Source data
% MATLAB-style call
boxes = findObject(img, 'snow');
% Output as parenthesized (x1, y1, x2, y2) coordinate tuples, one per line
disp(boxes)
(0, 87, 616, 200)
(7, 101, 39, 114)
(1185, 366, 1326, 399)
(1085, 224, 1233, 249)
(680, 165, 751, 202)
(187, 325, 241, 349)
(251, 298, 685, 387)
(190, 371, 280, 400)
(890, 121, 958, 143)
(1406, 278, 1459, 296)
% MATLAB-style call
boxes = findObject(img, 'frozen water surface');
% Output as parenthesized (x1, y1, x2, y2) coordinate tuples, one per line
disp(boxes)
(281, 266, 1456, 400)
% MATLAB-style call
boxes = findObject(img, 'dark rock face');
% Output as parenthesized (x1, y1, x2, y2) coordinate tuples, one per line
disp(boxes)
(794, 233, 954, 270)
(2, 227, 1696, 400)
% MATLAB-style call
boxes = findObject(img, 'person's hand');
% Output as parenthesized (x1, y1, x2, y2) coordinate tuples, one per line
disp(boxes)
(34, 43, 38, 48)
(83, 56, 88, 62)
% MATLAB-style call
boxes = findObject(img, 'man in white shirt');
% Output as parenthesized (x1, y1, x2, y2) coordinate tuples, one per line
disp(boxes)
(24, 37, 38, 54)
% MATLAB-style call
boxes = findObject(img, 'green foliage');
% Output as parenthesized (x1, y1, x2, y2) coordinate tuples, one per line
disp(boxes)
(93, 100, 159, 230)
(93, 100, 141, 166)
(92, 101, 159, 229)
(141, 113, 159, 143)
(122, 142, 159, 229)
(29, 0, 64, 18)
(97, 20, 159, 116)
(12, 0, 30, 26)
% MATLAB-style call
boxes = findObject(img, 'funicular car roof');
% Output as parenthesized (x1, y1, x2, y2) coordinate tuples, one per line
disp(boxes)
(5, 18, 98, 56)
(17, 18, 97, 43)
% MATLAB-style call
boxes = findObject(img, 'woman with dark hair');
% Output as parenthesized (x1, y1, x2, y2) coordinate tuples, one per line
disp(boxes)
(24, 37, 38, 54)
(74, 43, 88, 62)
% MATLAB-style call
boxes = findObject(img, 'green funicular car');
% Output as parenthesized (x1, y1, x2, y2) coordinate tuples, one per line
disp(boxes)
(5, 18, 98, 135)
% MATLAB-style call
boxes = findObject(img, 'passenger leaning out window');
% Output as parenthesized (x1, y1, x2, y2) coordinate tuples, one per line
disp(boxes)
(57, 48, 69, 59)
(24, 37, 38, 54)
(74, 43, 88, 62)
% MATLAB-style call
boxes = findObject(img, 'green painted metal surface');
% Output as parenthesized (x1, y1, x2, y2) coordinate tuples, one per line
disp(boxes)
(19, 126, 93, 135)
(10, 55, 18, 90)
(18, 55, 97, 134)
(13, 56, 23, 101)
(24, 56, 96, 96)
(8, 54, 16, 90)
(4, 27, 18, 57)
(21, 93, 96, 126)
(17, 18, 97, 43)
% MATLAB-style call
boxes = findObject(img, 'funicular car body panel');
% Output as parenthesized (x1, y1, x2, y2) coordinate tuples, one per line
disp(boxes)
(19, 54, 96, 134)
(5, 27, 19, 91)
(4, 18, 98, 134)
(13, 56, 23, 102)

**WHAT IS EXPECTED**: Your answer should be one number: how many lines above contain "surface".

**RESPONSE TO THE TASK**: 2